=== Условие задания ===
Продолжите текст об археологических исследованиях в послевоенной Японии, начиная сразу после его последнего предложения.
+++ Исходный текст +++
Набранные японскими археологами темпы исследований представляют собой серьезный вызов мировой археологической науке. Дело в том, что в настоящее время на Дальнем Востоке наблюдается существенная региональная неравномерность в освоении археологического материала. Скажем, для ранней Японии наиболее существенное значение имеют результаты работы археологов на Корейском полуострове ввиду чрезвычайно тесных контактов древних японцев (протояпонцев) именно с этим регионом. Явное отставание в этом отношении Южной Кореи (а про Северную и говорить не приходится) создает не только чисто научные проблемы, но и чревато рождением новых социальных мифов о прошлом. Так, упоминавшиеся в разделе о бумаге деревянные таблички моккан были заимствованы японцами у корейцев. Однако в настоящее время на Корейском полуострове их зафиксировано лишь чуть более сотни, а в самой Японии — около двухсот тысяч! На основании одного лишь этого факта можно было бы сделать вывод о несравненно более широком распространении письменности в древней Японии. Однако мы всегда должны иметь в виду, что археологические изыскания проводятся в Японии с гораздо большим размахом, с чем, возможно, связано и большее число находок.
Как уже было сказано, по-настоящему широкие археологические изыскания начались в Японии непосредственно после окончания войны. Отчасти это было связано с тем обстоятельством, что только в это время был обеспечен доступ археологов ко многим археологическим памятникам, стала возможной свободная от идеологической заданности их интерпретация. Однако отклик, получаемый на работу археологов, свидетельствовал в первую очередь об общественных потребностях в разысканиях такого рода.
Это было связано с тем, что в результате поражения во второй мировой войне и последовавшим за ним крушением всей идеологической модели, строившейся вокруг «священной» фигуры императора, остро ощущалась потребность в чем-то другом. Для очень многих людей публичное признание императором Хирохито своей человеческой, а не божественной, природы явилось экзистенциональным крушением. Отсюда — идеологический разброд нации, сопровождавшийся болезненным поиском того, что является для страны наиболее важным и значимым. В это время получают широкое распространение коммунистические и социалистические идеи, появляется громадное количество самых немыслимых «новых религий». Мучительный поиск «новой» модели национального сознания включал в себя и вполне бессознательное обращение к прошлому. И в этом процессе не было бы ничего нового ни для Японии, ни для остального мира — такие конструкты всегда имеют в своем составе что-нибудь «историческое», отвечающее главному критерию всякой этногосударственно ориентированной идеологии — уникальности. Это и понятно — история приятна своей уютностью: любое событие прошлого уже состоялось, его невозможно ни отменить, ни повторить в любой другой временной и пространственной точке.
+++ Предоставленные данные +++
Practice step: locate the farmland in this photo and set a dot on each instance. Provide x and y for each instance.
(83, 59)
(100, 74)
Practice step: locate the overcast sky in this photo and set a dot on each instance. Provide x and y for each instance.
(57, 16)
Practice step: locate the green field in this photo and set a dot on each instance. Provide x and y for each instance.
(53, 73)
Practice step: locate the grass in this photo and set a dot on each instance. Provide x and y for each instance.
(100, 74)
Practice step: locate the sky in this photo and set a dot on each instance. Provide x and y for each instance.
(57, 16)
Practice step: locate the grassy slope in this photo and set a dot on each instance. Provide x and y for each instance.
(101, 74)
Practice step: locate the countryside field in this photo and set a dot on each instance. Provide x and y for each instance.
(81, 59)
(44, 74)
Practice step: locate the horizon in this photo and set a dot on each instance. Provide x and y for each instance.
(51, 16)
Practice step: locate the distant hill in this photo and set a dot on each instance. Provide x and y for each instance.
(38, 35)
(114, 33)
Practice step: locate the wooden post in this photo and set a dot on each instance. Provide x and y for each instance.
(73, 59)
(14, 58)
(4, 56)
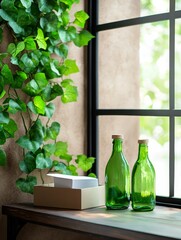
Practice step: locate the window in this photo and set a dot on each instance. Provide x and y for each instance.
(135, 85)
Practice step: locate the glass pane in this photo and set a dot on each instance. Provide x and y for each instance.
(177, 157)
(178, 5)
(177, 63)
(133, 61)
(111, 11)
(154, 128)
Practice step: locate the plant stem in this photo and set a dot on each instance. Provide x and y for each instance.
(41, 176)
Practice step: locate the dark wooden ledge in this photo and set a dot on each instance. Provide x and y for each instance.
(162, 223)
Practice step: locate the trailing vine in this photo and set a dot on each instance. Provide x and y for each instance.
(41, 30)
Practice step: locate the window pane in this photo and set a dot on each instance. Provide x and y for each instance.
(154, 128)
(178, 64)
(178, 5)
(111, 11)
(177, 157)
(133, 61)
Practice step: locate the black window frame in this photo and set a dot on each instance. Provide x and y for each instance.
(94, 112)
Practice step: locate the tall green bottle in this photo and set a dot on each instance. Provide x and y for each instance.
(143, 180)
(117, 177)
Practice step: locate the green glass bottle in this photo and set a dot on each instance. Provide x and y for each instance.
(117, 177)
(143, 180)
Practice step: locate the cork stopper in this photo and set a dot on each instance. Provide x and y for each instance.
(117, 136)
(143, 141)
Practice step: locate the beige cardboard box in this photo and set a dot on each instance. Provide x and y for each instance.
(49, 196)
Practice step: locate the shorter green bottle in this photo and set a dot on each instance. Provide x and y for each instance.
(143, 180)
(117, 177)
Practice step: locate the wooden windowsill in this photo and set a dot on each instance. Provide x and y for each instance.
(162, 223)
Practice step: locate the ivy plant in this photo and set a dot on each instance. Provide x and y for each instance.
(40, 30)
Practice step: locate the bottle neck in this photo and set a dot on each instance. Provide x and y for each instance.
(117, 145)
(143, 152)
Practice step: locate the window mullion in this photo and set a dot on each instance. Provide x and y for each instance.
(172, 98)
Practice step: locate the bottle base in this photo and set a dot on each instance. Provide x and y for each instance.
(142, 209)
(116, 207)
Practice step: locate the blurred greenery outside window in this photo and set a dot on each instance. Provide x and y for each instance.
(159, 87)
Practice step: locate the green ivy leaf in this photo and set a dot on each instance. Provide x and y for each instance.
(49, 149)
(19, 79)
(37, 132)
(12, 23)
(39, 104)
(1, 35)
(84, 162)
(27, 64)
(2, 136)
(41, 41)
(10, 128)
(80, 18)
(62, 51)
(49, 22)
(83, 38)
(50, 93)
(16, 105)
(30, 44)
(43, 162)
(3, 158)
(53, 131)
(49, 110)
(45, 6)
(26, 184)
(26, 3)
(67, 35)
(7, 74)
(28, 164)
(4, 117)
(41, 80)
(65, 18)
(32, 107)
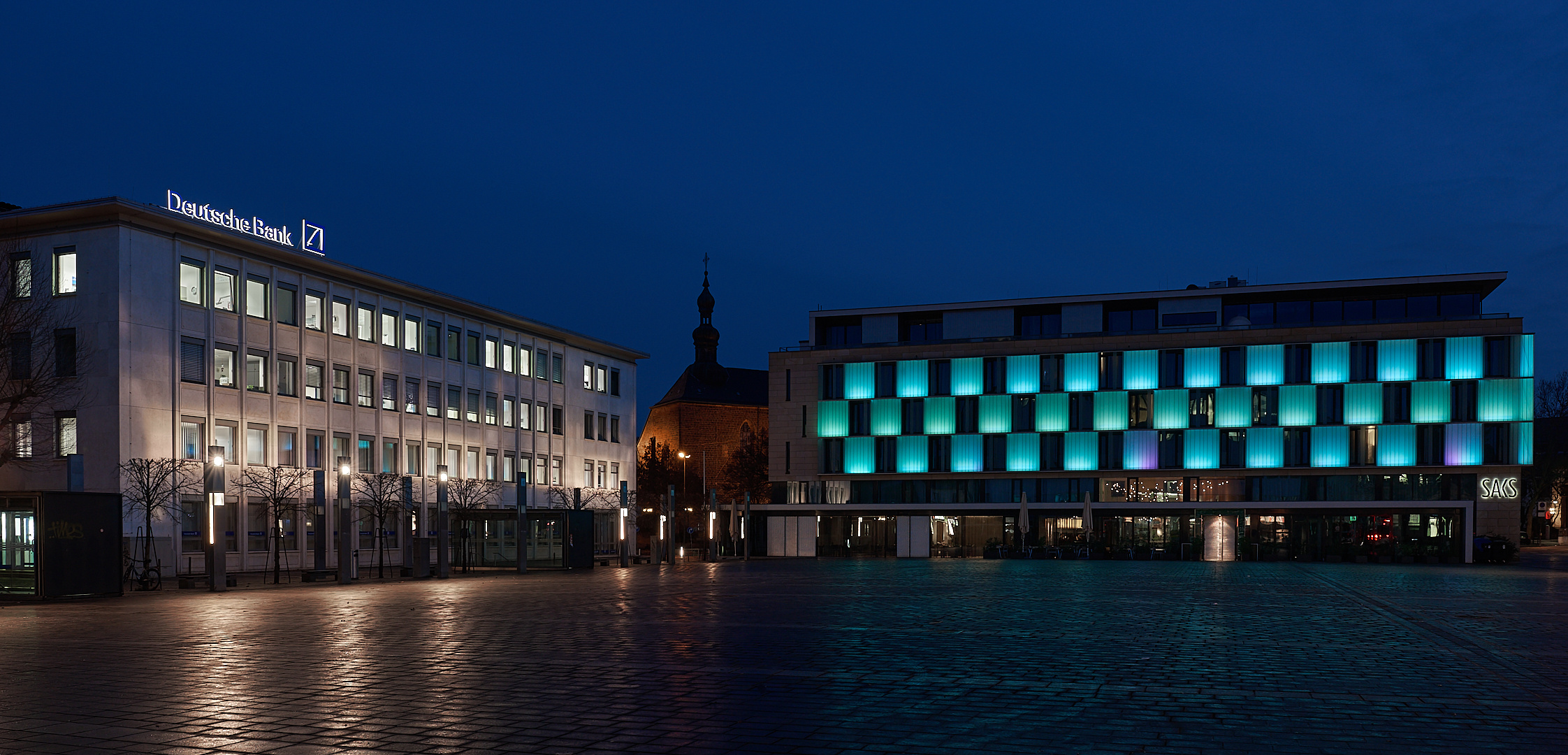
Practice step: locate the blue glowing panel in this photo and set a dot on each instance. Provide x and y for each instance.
+++
=== Ответ на задание ===
Однако в послевоенной японской модели прошлого «непропорционально» большое место заняла именно археология. Дело в том, что в предыдущий период господства «японского фашизма» самоидентификация государства и этноса осуществлялась прежде всего с помощью памятников письменности, причем в первом ряду стояли, естественно, самые ранние произведения — «Кодзики» и «Нихон сёки». При этом тогдашнее государство полностью монополизировало право на их интерпретацию, и честные исследователи этих произведений подвергались безжалостным гонениям. Достаточно вспомнить хотя бы блестящего исследователя древних текстов Цуда Сокити, подвергнутого суровым преследованиям по всем законам военного времени. Открытое и циничное использование правящими кругами произведений древней словесности оставило горькое послевкусие: эти вполне «нормальные» для своего времени памятники стали восприниматься в качестве непременного атрибута авторитарной и крайне агрессивной власти, хотя дело было, разумеется, не в них самих, а в том, как они использовались.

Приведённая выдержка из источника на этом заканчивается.